- [Texte fourni]:
Dans l'Hexagone, l'essentiel des ventes a lieu dans la grande distribution (en 2012, 80% des vente ont eu lieu par ce canal selon les chiffres de Kantar Worldpanel). Ce qui n'est pas ici synonyme de guerre des prix et des volumes. Au contraire. Comme le souligne Isabelle Senand :

Depuis quelques années, les producteurs jouent la carte de la montée en gamme. Et on constate que le consommateur se détourne de plus en plus du foie gras en bloc avec morceaux pour privilégier les morceaux entiers qui sont plus chers. (2)

(2) Dans l'une de ses dernières études, le Cifog écrit ainsi qu'en 2012, "les ventes de foie gras entier ont continué de progresser jusqu'à dépasser celles des blocs avec morceaux. Les ventes volume de l'appellation "entier" ont augmenté de 7,8% sur l'année et de 6,8% sur la saison tandis que celles des Blocs avec morceaux reculaient de 4,8% sur l'année et de 4,1% sur la saison."

- [Consigne]: D'après le texte sur les ventes de foie gras, quelle part des ventes s'est faite en grande distribution en 2012 ?

(Données recueillies)
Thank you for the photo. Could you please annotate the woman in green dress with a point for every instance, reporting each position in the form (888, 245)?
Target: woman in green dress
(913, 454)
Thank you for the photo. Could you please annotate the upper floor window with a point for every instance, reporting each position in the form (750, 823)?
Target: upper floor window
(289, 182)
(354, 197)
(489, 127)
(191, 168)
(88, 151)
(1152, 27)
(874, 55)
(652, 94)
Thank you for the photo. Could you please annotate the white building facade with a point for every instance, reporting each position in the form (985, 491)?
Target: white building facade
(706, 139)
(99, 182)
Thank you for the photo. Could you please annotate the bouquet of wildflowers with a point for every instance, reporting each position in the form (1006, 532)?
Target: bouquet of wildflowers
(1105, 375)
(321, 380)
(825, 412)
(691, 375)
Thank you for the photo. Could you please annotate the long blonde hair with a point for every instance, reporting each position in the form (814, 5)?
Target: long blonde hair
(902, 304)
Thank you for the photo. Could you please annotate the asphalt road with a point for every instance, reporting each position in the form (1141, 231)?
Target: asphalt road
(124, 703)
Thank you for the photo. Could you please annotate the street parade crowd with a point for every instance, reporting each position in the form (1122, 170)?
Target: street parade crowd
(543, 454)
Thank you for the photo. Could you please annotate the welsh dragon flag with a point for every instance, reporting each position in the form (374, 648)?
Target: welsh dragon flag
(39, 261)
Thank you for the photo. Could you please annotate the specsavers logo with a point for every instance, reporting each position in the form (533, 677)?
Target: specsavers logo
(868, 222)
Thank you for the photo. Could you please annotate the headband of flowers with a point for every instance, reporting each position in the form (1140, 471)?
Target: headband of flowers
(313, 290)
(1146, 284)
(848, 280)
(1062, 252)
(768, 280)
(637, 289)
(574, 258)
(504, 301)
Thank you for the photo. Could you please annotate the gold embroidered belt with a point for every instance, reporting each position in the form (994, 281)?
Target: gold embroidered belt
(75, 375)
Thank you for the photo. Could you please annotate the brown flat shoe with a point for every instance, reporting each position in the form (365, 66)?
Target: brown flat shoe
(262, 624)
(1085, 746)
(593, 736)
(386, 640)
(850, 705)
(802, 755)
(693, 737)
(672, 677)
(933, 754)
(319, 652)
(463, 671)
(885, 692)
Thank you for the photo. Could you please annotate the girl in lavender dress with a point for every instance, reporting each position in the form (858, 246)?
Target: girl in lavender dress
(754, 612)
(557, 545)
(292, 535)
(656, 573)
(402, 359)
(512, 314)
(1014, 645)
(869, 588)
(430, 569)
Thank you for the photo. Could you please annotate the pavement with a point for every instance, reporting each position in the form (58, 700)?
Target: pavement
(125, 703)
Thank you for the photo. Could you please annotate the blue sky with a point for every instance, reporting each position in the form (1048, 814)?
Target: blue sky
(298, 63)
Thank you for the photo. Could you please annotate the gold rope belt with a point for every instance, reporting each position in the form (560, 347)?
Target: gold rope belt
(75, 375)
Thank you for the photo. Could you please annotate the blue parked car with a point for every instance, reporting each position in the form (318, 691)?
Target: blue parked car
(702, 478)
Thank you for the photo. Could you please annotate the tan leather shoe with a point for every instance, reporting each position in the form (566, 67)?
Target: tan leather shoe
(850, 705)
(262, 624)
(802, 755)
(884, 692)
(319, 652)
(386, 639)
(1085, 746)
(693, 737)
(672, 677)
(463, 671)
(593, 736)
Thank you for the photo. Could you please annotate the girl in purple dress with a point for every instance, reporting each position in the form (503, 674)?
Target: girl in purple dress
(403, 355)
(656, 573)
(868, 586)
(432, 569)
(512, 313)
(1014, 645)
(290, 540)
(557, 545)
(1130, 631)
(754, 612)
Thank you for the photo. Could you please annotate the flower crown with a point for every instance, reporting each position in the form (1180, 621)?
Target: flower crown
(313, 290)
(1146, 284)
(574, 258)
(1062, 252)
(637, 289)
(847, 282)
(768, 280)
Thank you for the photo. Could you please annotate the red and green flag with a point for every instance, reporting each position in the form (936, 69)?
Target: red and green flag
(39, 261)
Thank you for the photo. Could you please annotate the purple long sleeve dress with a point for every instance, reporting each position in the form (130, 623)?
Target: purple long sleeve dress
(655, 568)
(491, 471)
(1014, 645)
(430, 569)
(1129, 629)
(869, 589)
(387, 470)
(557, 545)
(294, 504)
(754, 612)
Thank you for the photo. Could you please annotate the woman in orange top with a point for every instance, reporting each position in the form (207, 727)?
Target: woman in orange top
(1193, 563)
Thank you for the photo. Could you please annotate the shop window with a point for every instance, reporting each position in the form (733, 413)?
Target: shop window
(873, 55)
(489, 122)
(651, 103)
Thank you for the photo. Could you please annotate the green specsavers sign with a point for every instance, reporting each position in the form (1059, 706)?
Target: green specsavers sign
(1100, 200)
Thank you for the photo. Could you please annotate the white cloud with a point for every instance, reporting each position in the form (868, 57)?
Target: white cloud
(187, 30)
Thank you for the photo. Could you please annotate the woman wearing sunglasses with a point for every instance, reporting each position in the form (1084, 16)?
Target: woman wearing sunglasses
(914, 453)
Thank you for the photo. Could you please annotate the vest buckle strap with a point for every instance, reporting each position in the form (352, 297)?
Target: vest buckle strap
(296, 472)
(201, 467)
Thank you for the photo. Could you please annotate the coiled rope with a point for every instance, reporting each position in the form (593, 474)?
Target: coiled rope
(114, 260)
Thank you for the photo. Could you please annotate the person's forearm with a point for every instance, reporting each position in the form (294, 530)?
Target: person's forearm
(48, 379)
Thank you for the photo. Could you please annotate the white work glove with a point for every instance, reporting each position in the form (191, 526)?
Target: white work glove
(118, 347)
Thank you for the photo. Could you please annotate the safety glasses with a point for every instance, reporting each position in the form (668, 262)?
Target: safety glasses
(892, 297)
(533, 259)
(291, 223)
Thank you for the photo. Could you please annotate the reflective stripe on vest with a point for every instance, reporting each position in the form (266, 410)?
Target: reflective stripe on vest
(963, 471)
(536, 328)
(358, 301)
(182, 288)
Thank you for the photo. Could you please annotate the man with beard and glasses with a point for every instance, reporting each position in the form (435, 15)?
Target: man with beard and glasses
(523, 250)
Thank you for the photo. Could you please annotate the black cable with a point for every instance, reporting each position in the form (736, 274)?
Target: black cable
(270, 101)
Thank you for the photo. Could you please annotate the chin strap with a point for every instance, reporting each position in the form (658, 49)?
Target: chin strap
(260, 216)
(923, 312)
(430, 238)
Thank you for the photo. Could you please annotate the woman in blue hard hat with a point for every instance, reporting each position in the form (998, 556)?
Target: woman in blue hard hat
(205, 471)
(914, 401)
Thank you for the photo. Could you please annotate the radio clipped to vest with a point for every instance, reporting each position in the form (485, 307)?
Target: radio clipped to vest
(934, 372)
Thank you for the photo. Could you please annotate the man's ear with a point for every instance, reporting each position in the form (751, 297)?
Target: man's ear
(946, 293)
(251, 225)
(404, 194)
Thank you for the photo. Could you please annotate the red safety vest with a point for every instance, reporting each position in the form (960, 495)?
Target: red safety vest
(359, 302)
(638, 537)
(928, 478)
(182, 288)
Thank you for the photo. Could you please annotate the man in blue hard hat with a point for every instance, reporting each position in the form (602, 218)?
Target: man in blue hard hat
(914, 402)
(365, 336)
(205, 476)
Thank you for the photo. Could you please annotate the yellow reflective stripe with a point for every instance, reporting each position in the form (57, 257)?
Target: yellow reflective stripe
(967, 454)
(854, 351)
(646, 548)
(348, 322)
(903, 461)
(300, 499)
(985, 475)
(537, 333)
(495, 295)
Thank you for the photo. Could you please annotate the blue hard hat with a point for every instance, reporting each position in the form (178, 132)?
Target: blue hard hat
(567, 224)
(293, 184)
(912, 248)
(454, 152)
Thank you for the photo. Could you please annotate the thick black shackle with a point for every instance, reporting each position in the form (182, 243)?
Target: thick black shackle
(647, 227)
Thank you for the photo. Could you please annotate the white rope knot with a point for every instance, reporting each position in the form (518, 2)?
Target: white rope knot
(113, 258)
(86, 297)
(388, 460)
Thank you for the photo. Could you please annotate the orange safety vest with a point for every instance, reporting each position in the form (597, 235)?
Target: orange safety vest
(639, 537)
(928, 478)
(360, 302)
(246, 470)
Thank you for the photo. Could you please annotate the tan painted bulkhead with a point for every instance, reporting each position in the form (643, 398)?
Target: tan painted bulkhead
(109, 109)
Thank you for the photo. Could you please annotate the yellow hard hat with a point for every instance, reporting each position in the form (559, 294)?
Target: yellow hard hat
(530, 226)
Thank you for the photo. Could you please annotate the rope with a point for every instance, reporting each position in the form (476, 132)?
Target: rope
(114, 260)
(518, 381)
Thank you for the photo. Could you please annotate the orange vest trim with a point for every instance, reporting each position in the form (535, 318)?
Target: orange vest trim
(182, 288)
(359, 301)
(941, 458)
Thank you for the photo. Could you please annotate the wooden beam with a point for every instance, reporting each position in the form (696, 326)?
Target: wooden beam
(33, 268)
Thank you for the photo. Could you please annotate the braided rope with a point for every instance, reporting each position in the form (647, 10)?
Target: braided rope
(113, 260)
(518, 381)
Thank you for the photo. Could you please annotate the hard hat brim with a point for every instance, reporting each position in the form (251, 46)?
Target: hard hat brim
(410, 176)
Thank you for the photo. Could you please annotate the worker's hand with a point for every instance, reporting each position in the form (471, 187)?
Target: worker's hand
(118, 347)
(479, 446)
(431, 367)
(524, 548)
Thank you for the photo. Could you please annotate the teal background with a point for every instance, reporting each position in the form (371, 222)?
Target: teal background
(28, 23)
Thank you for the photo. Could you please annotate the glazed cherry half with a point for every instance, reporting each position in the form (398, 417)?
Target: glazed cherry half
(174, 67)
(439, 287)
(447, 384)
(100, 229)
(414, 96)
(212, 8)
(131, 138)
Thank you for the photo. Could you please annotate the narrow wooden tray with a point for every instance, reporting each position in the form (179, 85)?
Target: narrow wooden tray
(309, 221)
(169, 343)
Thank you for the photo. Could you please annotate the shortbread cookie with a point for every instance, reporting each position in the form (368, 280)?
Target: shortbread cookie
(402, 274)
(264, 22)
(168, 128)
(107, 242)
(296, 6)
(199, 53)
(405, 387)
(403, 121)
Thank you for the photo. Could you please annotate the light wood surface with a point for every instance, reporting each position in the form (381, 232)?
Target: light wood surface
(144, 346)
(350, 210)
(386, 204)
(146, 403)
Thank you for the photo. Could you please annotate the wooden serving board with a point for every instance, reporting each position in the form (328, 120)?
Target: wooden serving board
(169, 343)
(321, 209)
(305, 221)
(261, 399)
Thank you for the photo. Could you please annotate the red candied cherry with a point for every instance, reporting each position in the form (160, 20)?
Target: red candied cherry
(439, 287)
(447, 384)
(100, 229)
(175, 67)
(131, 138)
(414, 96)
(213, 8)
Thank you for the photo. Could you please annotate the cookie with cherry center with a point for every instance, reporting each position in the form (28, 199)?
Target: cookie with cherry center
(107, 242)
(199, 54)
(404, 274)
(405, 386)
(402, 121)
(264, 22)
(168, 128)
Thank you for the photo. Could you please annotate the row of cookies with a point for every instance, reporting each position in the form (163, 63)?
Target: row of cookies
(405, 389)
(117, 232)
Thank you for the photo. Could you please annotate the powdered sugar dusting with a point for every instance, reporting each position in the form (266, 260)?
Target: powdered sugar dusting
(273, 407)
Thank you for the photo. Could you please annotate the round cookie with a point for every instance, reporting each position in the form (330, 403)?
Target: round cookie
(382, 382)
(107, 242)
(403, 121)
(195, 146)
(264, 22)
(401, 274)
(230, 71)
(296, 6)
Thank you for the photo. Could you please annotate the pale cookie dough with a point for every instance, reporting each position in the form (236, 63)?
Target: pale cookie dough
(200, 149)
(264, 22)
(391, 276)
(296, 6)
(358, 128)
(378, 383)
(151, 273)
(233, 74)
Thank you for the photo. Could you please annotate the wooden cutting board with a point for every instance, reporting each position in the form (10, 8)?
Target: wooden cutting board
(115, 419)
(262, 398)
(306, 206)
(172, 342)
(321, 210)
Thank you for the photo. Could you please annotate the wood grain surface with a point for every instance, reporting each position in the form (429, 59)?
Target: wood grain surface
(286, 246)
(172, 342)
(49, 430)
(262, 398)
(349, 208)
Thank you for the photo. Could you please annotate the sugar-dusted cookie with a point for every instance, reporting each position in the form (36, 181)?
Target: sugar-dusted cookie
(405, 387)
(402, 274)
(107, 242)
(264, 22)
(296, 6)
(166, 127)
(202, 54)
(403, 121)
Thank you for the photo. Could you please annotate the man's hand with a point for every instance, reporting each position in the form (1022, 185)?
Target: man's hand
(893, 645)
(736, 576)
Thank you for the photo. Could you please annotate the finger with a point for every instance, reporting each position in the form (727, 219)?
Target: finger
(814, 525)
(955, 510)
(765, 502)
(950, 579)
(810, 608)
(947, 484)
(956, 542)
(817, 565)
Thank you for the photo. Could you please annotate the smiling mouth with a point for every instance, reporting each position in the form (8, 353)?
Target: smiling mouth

- [Réponse rédigée]: 80 % des ventes, selon les chiffres de Kantar Worldpanel.